■ Exercise requirements ■
Change "chevron" to "zigzag" in the items below, across the stretch from the line containing "jersey, it would be much appreciated." through the line containing "POLYGON ((371 288, 370". Return only those lines, with everything else left as is.

■ Data in this exercise ■
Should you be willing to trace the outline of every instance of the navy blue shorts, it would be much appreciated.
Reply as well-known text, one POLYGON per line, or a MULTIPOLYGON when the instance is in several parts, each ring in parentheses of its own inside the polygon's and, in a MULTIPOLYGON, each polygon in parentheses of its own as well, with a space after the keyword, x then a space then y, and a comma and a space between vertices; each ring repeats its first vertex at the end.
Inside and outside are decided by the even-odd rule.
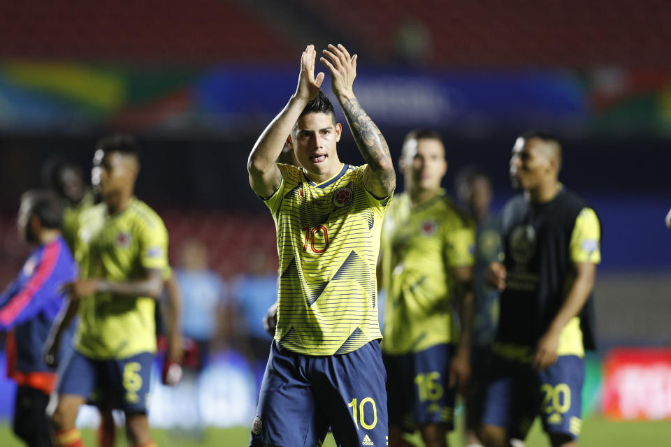
POLYGON ((250 445, 321 445, 329 427, 339 446, 387 443, 386 374, 380 343, 336 356, 305 356, 273 342, 250 445))
POLYGON ((584 362, 577 356, 560 356, 541 372, 531 365, 492 356, 484 390, 482 423, 505 427, 524 439, 537 416, 547 433, 577 439, 582 425, 581 391, 584 362))
POLYGON ((73 350, 59 371, 58 393, 83 396, 127 413, 146 413, 154 354, 98 360, 73 350))
POLYGON ((437 344, 417 353, 384 355, 389 425, 414 432, 426 424, 454 427, 456 390, 448 387, 452 344, 437 344))

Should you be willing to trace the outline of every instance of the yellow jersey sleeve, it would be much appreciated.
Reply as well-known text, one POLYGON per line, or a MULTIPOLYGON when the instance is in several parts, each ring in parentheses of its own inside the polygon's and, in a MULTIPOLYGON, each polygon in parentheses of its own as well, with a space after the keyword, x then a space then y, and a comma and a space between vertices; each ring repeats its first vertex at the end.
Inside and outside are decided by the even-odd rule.
POLYGON ((601 262, 601 226, 596 213, 591 208, 583 208, 575 219, 569 245, 574 263, 601 262))
POLYGON ((282 203, 282 198, 284 196, 282 191, 284 189, 284 186, 287 184, 286 177, 288 175, 288 165, 284 165, 280 163, 277 163, 277 168, 280 169, 280 173, 282 174, 282 180, 280 182, 280 187, 277 188, 277 191, 273 193, 273 195, 267 198, 264 198, 264 203, 266 203, 266 205, 270 209, 270 212, 273 214, 277 212, 277 210, 280 209, 280 205, 282 203))
POLYGON ((153 225, 140 226, 140 263, 145 268, 165 271, 168 268, 168 230, 163 222, 157 220, 153 225))
POLYGON ((173 276, 173 268, 170 266, 170 264, 168 264, 166 265, 165 270, 163 270, 163 280, 168 281, 171 276, 173 276))
POLYGON ((475 262, 475 232, 466 226, 447 234, 447 258, 452 267, 472 267, 475 262))
MULTIPOLYGON (((361 183, 363 184, 366 170, 368 168, 368 166, 363 165, 359 168, 361 169, 361 183)), ((366 185, 363 186, 363 191, 366 194, 366 200, 368 200, 368 205, 370 205, 370 209, 375 214, 375 216, 377 217, 384 217, 384 211, 387 210, 387 207, 389 206, 389 203, 391 201, 391 198, 394 196, 394 191, 389 193, 389 195, 387 197, 383 197, 382 198, 378 198, 371 194, 370 192, 366 189, 366 185)))

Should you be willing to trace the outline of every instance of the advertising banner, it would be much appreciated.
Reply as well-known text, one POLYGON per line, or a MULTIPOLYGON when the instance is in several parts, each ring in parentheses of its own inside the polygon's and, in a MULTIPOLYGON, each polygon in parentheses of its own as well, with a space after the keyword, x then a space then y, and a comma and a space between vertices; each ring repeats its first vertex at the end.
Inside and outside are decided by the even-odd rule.
POLYGON ((607 417, 671 419, 671 349, 614 349, 605 358, 603 369, 607 417))

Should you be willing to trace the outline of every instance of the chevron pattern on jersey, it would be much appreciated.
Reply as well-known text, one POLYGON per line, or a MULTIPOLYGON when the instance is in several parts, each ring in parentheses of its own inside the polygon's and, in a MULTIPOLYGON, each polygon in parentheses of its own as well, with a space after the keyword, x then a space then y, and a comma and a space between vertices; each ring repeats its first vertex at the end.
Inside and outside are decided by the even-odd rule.
POLYGON ((371 288, 370 276, 366 274, 367 268, 368 267, 366 262, 352 250, 331 281, 341 282, 342 284, 339 284, 340 286, 345 286, 349 289, 361 288, 368 295, 368 299, 375 307, 377 293, 374 293, 373 288, 371 288))
POLYGON ((322 295, 324 289, 329 285, 328 281, 308 284, 303 275, 298 274, 298 268, 296 263, 296 258, 291 260, 291 263, 289 263, 287 270, 284 270, 284 272, 282 274, 281 277, 294 281, 299 281, 301 282, 303 290, 308 291, 308 296, 305 297, 305 303, 308 307, 312 305, 312 303, 317 301, 317 299, 322 295))
POLYGON ((359 328, 356 328, 353 332, 345 341, 345 343, 336 351, 336 354, 345 354, 351 352, 356 346, 361 346, 361 344, 366 344, 368 340, 366 339, 366 334, 359 328))

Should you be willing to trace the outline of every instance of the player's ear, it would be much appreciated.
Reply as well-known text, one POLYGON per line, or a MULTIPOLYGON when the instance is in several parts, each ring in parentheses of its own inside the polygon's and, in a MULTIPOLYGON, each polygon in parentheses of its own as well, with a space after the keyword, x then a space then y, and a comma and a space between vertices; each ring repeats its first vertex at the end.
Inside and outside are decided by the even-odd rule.
POLYGON ((33 214, 28 219, 28 226, 30 227, 30 230, 34 235, 37 235, 42 229, 42 221, 39 217, 33 214))
POLYGON ((550 169, 555 174, 559 173, 559 159, 556 157, 550 159, 550 169))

■ Response ■
Should you be willing to trace the outline of every instance of the zigzag pattern on jersey, it would be much appreciated.
Reply as well-known text, one POLYGON per line, or a MULTIPOLYGON when the instance is in several parts, each ring in parentheses of its own inside the polygon's and, in a MULTIPOLYGON, each polygon in parentheses of its own as well, with a space after the keyword, x then a space then y, and a comma and a space between vertices; each ring repeats its first vertex at the end.
Inside and outside are decided by the even-odd rule.
POLYGON ((371 288, 370 276, 366 274, 367 268, 368 267, 366 262, 352 250, 331 281, 341 282, 342 284, 339 284, 340 286, 345 286, 349 289, 361 288, 368 295, 368 299, 375 307, 377 293, 374 293, 373 288, 371 288))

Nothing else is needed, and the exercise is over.